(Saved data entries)
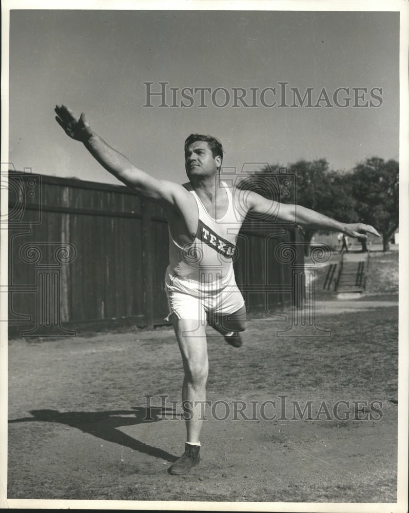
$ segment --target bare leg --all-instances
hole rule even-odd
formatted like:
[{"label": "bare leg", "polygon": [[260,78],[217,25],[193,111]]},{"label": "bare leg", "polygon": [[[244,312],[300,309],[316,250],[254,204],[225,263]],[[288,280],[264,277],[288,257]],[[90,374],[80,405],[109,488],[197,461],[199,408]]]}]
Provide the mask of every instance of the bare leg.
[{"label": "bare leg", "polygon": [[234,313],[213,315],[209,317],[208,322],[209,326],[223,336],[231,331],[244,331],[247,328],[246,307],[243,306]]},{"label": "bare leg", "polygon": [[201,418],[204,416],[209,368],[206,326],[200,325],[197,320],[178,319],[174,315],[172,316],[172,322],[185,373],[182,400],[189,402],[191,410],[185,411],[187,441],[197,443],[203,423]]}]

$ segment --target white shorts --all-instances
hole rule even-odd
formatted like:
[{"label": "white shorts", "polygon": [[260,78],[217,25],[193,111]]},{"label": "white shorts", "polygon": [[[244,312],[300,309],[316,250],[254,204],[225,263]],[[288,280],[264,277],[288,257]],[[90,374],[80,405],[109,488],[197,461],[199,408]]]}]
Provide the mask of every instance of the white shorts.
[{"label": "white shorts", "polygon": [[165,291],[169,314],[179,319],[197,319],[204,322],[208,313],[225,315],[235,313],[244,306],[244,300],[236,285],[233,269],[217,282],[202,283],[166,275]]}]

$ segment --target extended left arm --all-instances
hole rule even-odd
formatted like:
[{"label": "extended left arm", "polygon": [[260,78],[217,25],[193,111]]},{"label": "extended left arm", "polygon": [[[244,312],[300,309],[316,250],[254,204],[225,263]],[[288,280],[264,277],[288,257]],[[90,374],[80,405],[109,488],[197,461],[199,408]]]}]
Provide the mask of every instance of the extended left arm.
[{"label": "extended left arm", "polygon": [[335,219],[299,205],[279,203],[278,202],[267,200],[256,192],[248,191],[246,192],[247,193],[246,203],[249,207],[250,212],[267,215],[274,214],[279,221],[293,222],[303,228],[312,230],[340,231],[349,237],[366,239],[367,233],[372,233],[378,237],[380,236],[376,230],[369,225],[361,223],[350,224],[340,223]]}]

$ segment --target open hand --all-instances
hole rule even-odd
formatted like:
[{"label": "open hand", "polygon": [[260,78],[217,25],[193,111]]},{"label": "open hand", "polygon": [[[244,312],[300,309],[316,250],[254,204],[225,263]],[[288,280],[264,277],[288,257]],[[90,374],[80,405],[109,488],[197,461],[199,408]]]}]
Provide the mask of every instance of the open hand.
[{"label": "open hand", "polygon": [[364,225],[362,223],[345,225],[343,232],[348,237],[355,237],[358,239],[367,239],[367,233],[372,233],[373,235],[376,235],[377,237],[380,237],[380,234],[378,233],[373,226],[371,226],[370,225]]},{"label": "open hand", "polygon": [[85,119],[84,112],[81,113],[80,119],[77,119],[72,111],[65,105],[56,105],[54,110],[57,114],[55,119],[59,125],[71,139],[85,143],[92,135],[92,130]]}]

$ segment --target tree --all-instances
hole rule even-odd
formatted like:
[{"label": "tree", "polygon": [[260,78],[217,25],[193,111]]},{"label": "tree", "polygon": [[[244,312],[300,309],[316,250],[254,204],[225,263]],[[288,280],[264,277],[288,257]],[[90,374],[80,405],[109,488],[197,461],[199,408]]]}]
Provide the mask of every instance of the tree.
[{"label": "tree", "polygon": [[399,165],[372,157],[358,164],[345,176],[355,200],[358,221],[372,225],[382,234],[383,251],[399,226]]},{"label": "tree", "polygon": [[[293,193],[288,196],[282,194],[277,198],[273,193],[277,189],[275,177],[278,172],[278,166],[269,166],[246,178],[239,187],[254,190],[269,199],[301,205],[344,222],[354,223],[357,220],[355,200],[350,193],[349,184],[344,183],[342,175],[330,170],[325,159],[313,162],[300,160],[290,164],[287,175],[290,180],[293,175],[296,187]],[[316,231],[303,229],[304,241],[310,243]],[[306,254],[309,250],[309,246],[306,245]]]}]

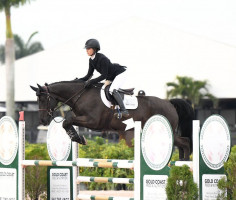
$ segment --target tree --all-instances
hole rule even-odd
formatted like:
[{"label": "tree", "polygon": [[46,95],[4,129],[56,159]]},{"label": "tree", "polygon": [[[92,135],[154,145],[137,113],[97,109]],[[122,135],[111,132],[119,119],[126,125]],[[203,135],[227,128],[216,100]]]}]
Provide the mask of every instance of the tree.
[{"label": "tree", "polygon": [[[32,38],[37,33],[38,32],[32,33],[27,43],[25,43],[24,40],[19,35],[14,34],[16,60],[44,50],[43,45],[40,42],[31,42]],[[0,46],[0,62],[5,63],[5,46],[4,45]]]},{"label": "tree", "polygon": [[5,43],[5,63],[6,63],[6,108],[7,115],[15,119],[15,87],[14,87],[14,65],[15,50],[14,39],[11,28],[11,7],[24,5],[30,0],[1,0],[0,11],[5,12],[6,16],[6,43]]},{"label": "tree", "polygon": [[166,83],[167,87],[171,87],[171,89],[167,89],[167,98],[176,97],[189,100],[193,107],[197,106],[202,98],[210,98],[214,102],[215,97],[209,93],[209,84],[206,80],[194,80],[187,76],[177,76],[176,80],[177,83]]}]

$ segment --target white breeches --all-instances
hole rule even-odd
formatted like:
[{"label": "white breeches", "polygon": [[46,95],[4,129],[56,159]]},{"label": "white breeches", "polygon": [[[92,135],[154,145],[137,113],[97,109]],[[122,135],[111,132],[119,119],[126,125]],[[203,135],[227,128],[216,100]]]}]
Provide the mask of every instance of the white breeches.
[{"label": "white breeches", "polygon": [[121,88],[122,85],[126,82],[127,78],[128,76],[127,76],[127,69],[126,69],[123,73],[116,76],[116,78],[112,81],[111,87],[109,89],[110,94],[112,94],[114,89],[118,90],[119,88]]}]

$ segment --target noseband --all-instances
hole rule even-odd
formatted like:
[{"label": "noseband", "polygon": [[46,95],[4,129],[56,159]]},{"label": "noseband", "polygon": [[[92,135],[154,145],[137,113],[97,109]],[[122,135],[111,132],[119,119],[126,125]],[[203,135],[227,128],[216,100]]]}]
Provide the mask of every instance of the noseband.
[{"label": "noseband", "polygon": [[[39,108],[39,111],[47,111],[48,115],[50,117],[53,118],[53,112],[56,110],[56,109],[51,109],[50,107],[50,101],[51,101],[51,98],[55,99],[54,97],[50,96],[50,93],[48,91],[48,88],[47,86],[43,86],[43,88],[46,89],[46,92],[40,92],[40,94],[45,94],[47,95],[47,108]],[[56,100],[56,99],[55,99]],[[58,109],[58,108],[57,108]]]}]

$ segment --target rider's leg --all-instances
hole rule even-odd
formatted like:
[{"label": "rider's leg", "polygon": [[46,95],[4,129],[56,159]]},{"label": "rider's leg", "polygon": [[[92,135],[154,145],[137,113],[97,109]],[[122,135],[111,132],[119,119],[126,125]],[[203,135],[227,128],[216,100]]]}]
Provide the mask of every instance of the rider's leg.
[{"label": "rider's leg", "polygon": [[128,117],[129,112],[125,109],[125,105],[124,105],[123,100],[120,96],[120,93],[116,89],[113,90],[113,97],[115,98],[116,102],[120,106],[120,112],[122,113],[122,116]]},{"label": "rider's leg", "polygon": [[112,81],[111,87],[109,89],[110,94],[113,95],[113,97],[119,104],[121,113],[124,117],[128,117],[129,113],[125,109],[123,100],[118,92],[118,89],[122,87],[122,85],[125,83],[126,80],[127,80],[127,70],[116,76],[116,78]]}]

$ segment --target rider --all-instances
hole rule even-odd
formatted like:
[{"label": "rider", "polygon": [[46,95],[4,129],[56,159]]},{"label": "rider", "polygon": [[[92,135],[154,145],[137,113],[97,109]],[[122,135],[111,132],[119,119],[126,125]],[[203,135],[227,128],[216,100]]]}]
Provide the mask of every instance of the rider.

## SHORT EXERCISE
Render the lines of the material as a Markdown table with the columns "Row" and "Line," numbering each row and omitting blank lines. Begin at the line that contains "rider's leg --all-instances" and stop after the line that contains "Provide the mask of every instance of the rider's".

## ANSWER FOR THE TASK
| Row | Line |
|---|---|
| 1 | $ segment --target rider's leg --all-instances |
| 2 | hole rule even-odd |
| 3 | formatted like: |
| 4 | [{"label": "rider's leg", "polygon": [[46,95],[4,129],[56,159]]},{"label": "rider's leg", "polygon": [[[92,135],[154,145],[137,113],[97,109]],[[122,135],[111,132],[119,119],[126,125]],[[203,135],[227,128],[216,100]]]}] |
| 5 | Provide the mask of every instance of the rider's leg. |